| Records |
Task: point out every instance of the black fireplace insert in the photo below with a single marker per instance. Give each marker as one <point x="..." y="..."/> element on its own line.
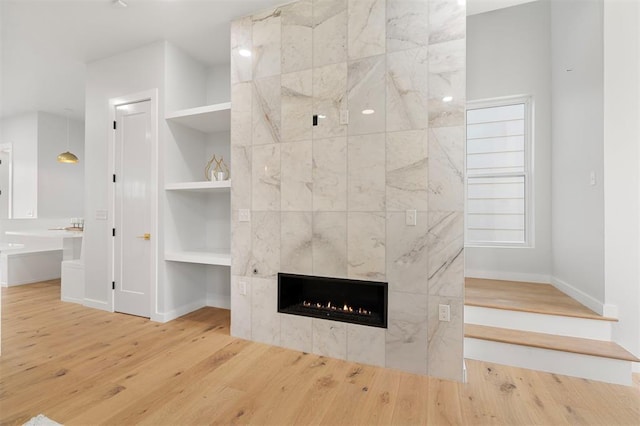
<point x="337" y="299"/>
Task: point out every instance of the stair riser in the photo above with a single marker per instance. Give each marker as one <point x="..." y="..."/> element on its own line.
<point x="539" y="323"/>
<point x="550" y="361"/>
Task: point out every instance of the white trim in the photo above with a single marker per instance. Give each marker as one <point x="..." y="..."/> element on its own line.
<point x="582" y="297"/>
<point x="508" y="276"/>
<point x="98" y="304"/>
<point x="152" y="96"/>
<point x="178" y="312"/>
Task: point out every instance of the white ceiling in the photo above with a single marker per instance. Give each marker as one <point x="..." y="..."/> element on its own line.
<point x="45" y="44"/>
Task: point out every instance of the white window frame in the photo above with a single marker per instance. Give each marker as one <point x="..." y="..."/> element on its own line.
<point x="529" y="198"/>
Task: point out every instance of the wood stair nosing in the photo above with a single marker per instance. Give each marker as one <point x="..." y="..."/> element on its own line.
<point x="576" y="345"/>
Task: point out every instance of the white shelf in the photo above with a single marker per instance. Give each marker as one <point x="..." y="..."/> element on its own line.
<point x="209" y="186"/>
<point x="204" y="256"/>
<point x="207" y="119"/>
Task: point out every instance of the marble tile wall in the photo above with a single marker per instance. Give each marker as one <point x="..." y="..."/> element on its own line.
<point x="331" y="199"/>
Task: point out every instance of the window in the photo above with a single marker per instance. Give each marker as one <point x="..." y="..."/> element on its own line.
<point x="498" y="179"/>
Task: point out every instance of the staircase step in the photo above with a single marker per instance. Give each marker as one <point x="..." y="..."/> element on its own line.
<point x="525" y="297"/>
<point x="576" y="345"/>
<point x="586" y="328"/>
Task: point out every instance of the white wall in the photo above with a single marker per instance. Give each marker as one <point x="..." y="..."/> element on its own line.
<point x="622" y="168"/>
<point x="577" y="150"/>
<point x="60" y="186"/>
<point x="508" y="53"/>
<point x="124" y="74"/>
<point x="22" y="133"/>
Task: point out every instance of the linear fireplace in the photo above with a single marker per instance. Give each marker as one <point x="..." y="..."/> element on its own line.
<point x="338" y="299"/>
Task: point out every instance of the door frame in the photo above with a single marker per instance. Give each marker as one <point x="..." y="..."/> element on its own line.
<point x="151" y="96"/>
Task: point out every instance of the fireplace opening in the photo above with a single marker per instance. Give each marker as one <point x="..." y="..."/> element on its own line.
<point x="337" y="299"/>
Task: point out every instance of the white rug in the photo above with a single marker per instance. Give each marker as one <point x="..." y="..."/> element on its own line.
<point x="41" y="420"/>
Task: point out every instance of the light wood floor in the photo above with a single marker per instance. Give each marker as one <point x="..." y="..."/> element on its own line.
<point x="526" y="297"/>
<point x="82" y="366"/>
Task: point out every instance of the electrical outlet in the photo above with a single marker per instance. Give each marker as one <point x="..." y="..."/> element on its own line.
<point x="244" y="215"/>
<point x="344" y="116"/>
<point x="411" y="217"/>
<point x="444" y="312"/>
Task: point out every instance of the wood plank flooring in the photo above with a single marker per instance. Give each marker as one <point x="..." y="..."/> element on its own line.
<point x="525" y="297"/>
<point x="81" y="366"/>
<point x="576" y="345"/>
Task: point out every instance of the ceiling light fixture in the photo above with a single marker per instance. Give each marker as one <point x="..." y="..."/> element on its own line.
<point x="67" y="156"/>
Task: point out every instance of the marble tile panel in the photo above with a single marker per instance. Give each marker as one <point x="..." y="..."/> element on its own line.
<point x="241" y="124"/>
<point x="265" y="320"/>
<point x="267" y="37"/>
<point x="265" y="175"/>
<point x="366" y="87"/>
<point x="366" y="249"/>
<point x="329" y="98"/>
<point x="240" y="308"/>
<point x="330" y="338"/>
<point x="297" y="33"/>
<point x="297" y="106"/>
<point x="407" y="253"/>
<point x="447" y="79"/>
<point x="329" y="32"/>
<point x="295" y="251"/>
<point x="241" y="39"/>
<point x="240" y="246"/>
<point x="366" y="172"/>
<point x="366" y="28"/>
<point x="242" y="181"/>
<point x="446" y="168"/>
<point x="329" y="243"/>
<point x="446" y="254"/>
<point x="407" y="170"/>
<point x="407" y="24"/>
<point x="407" y="333"/>
<point x="265" y="244"/>
<point x="407" y="91"/>
<point x="296" y="333"/>
<point x="266" y="119"/>
<point x="446" y="340"/>
<point x="366" y="344"/>
<point x="447" y="21"/>
<point x="330" y="174"/>
<point x="297" y="176"/>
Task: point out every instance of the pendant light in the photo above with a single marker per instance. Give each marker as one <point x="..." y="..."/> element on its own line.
<point x="67" y="156"/>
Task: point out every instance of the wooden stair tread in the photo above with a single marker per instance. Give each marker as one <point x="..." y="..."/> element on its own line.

| STATED EXERCISE |
Duplicate everything from the line containing "Task: point out every instance of the pendant" down to the end of the items, keeping every character unchanged.

| ANSWER |
Task: point out every instance of the pendant light in the photo above with a single marker per instance. Give each marker as one <point x="..." y="..."/> element on its own line.
<point x="67" y="156"/>
Task: point out every instance of the wooden stair tread in the photo above with a single marker per instance. Give each marker as one <point x="..." y="..."/> element on its own line.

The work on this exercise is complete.